Top of SELECTED PASSAGE
Comparing the specially designed SL-Bs to the small 4.3 liter cabinets with Jx92s is hard as it’s different drivers and the cabinet is different, with that said I’m surprised how good and relatively deep the small ones go. They drop at 85 Hz with a nice bump at 120 Hz making them sound bigger than they really are. I’ve tuned them to 100 Hz letting the subs take care of the bass.

 Watching movies is intense especially with an Atmos or DTS X soundtrack, you are there in the middle of the action.

 Can I recommend this setup? YES with capital letters, I’m surprised so few have made home theater setups with these drivers. 

The combination of Eikona SL and Anthem amps with ARC is amazing!

Look how they track – I’m truly impressed and I work with sound as programme director for NRJ radio in Sweden. This is top notch!
Bottom of SELECTED PASSAGE
Top of PROVIDED DATA
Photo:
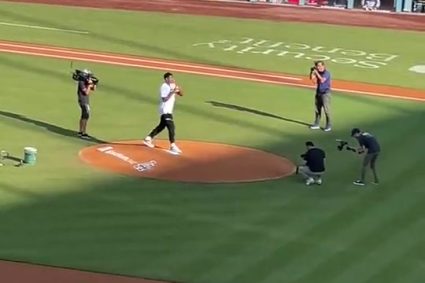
Bottom of PROVIDED DATA
TASK ITEM: In the home theater speaker review, at what frequency does the writer say the small cabinets were tuned?

ANSWER TO THE EXERCISE: 100 Hz